§ WHAT TO DO
Pictures stay out; print the rest of the listing below exactly as it stands.

··········

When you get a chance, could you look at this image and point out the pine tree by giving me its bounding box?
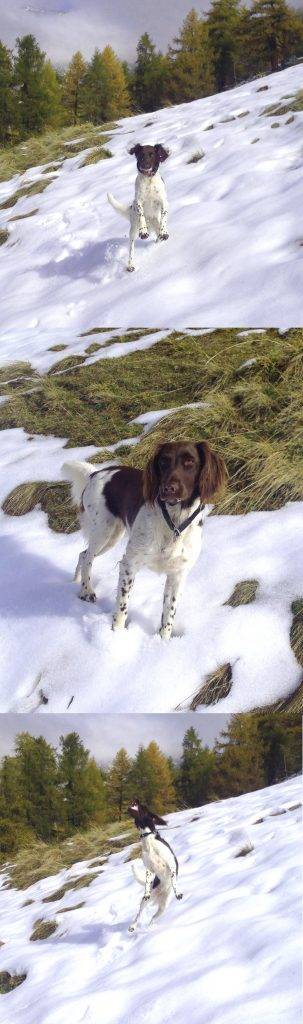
[207,0,242,91]
[213,715,265,798]
[167,9,215,104]
[14,34,50,135]
[0,42,15,144]
[58,732,105,830]
[130,742,177,814]
[62,51,86,125]
[134,33,168,112]
[40,60,62,127]
[245,0,302,75]
[179,727,216,807]
[106,748,133,820]
[15,732,63,841]
[82,46,130,124]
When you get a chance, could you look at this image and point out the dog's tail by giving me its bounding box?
[107,192,131,221]
[62,460,95,506]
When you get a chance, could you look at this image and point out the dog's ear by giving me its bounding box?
[129,143,142,157]
[155,143,170,162]
[151,812,168,826]
[142,444,163,504]
[196,442,227,502]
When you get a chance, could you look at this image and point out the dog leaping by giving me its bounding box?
[107,143,170,272]
[128,800,183,932]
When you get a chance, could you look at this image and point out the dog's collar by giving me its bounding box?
[157,498,204,541]
[139,828,154,838]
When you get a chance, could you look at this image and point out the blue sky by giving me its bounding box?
[0,713,229,763]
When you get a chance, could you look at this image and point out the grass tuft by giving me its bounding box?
[30,920,58,941]
[290,601,303,668]
[0,971,27,994]
[80,146,112,166]
[0,178,56,211]
[0,228,9,245]
[224,580,259,607]
[189,663,233,709]
[187,150,204,163]
[4,821,137,888]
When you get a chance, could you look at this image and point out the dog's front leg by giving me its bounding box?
[128,870,153,932]
[159,572,184,640]
[158,203,169,241]
[112,556,135,631]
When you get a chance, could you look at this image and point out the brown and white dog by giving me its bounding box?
[63,441,227,640]
[128,800,182,931]
[107,143,170,272]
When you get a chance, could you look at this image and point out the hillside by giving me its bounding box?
[0,328,302,713]
[0,776,301,1024]
[0,66,302,331]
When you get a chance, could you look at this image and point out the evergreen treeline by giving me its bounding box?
[0,715,301,856]
[0,2,302,145]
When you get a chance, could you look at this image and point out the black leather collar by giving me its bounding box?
[157,498,204,541]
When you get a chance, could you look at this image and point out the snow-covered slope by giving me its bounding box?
[0,776,301,1024]
[0,65,302,333]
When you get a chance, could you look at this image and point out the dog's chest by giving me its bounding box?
[137,175,164,213]
[128,508,202,574]
[142,836,174,876]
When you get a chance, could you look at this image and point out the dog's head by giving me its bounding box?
[128,800,167,832]
[143,440,227,507]
[129,143,169,177]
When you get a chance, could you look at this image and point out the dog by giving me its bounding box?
[107,143,169,271]
[128,800,182,931]
[63,440,227,640]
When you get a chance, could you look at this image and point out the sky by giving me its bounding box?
[1,1,301,67]
[0,713,229,763]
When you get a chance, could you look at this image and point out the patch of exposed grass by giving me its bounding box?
[0,971,27,994]
[4,821,137,889]
[124,845,141,861]
[187,150,204,163]
[224,580,259,607]
[85,343,102,354]
[188,663,233,709]
[48,354,87,373]
[48,343,68,352]
[9,209,38,221]
[2,481,79,534]
[80,327,114,336]
[30,919,58,941]
[0,228,9,245]
[21,898,34,907]
[0,178,56,211]
[57,901,85,913]
[262,90,303,117]
[81,146,112,166]
[0,123,117,182]
[290,600,303,668]
[42,874,97,902]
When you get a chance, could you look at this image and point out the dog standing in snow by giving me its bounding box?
[128,800,183,931]
[63,441,227,641]
[107,143,170,271]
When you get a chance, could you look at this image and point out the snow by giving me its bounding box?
[0,66,303,333]
[0,776,301,1024]
[0,424,302,712]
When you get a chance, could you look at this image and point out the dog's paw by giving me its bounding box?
[128,924,136,932]
[143,894,151,902]
[176,893,183,900]
[79,591,96,603]
[139,231,149,239]
[159,232,169,241]
[126,265,135,273]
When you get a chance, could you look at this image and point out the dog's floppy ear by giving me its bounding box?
[151,811,168,826]
[155,143,170,162]
[142,443,163,504]
[129,143,142,157]
[196,442,227,502]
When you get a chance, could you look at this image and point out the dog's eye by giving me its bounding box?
[183,458,194,468]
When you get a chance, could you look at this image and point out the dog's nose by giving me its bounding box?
[163,479,179,496]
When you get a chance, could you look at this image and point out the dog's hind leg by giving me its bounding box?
[170,870,183,901]
[127,211,139,272]
[78,522,124,603]
[128,870,153,932]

··········

§ EXERCISE RESULT
When you get a chance, could you look at this image and point out the pine tree by giving me its bounding box?
[207,0,242,91]
[213,715,265,798]
[167,9,215,104]
[14,34,50,135]
[0,42,15,144]
[58,732,105,830]
[130,742,177,814]
[62,51,86,125]
[134,33,168,112]
[40,60,62,127]
[245,0,302,75]
[179,727,216,807]
[106,748,133,820]
[15,732,63,841]
[82,46,130,124]
When you get a chance, could you look at this image and point out the dog's tail by giving me its bounding box?
[107,192,131,221]
[62,460,95,506]
When you get a chance, could you look at this image and point out the dog's ear by giving me its bounding box?
[129,143,142,157]
[155,143,170,162]
[151,812,168,826]
[142,444,163,504]
[196,442,227,502]
When you get a chance, could you look at this image and point out the dog leaping by giving me its bounding box?
[107,143,170,272]
[128,800,183,932]
When you get a chance, could you look at this image and point out the dog's collar by giving me its bounding box?
[157,498,204,541]
[139,828,154,838]
When you get a chance, could you look at this image and point out the blue sky by giving me its bounding box?
[0,713,229,763]
When you get a chance, could you look at this image and point out the grass tuft by giving me its bounding box?
[30,920,58,941]
[290,601,303,668]
[0,971,27,994]
[80,146,112,166]
[0,178,56,211]
[0,228,9,245]
[224,580,259,607]
[189,663,233,709]
[187,150,204,163]
[4,821,137,888]
When you get a chance, could you look at this image and point out the dog's front leg by giving me its bounding box?
[128,870,153,932]
[159,572,184,640]
[158,203,169,241]
[112,556,135,631]
When you get a chance, could you look at this image and point out the brown and white dog by giving me its bounding box?
[63,441,227,640]
[128,800,182,931]
[107,143,170,272]
When you get a chance, could you look at this image and point out the hillside by giving me its bounding box?
[0,328,302,713]
[0,776,301,1024]
[0,66,302,331]
When you get a chance, could you look at this image and point out the evergreen treeline by giving me its bounding box?
[0,715,301,856]
[0,2,302,145]
When you get a chance, could you look at this image and point out the black leather collar by giving me its bounding box?
[157,498,204,541]
When you get a chance, could you look at this image and point out the snow-covered slope by giving me its bounding box?
[0,776,301,1024]
[0,65,302,333]
When you get a chance, could you look at this image and point out the dog's chest by giving me its bounding box?
[137,175,164,213]
[128,508,202,574]
[142,836,174,876]
When you get a chance, could you look at this image and point out the dog's head by giving me its bounding box?
[128,800,167,832]
[143,440,227,507]
[129,143,169,177]
When you get a chance, could you look at this image and point out the dog by giving me its bounding box?
[107,143,169,271]
[128,800,182,931]
[63,440,227,640]
When you get a chance, could you look at this image and point out the sky by giving me its bounding box?
[1,1,301,67]
[0,713,229,763]
When you get a chance, could you look at this image and point out the patch of exposed grass by giving me its bounding box?
[0,971,27,994]
[4,821,137,889]
[124,845,141,861]
[187,150,204,163]
[224,580,259,607]
[85,343,102,354]
[188,663,233,709]
[48,354,87,373]
[48,343,68,352]
[9,209,38,221]
[2,481,79,534]
[80,327,114,336]
[30,919,58,941]
[0,228,9,245]
[21,898,34,907]
[0,178,56,211]
[57,901,85,913]
[262,90,303,117]
[81,146,112,166]
[0,123,117,182]
[290,600,303,668]
[42,874,97,902]
When you get a chance, could you look at this image and point out the dog standing in snow by giving me its bounding box?
[128,800,183,931]
[63,441,227,641]
[107,143,170,271]
When you get a chance, could you look at this image and point out the snow by giving me its bounding box?
[0,66,303,333]
[0,776,301,1024]
[0,424,302,712]
When you get a chance, could you look at this image and point out the dog's paw by giving me its bounding box?
[128,924,136,932]
[143,894,151,902]
[176,893,183,900]
[79,591,96,603]
[139,231,149,239]
[159,232,169,241]
[126,265,135,273]
When you get a chance, could you look at this image and point out the dog's floppy ear by giving me its bounding box?
[151,811,168,826]
[155,143,170,162]
[142,443,163,504]
[129,143,142,157]
[196,442,227,502]
When you get a chance, could you look at this image and point out the dog's eye by giving me its bounding box?
[183,458,194,468]
When you get a chance, could you look at this image and point out the dog's nose by giving me its bounding box?
[163,479,179,496]
When you get a chance, could you look at this image and point out the dog's hind leg by giving me its bounding box?
[170,870,183,901]
[127,211,139,272]
[78,522,124,603]
[128,870,153,932]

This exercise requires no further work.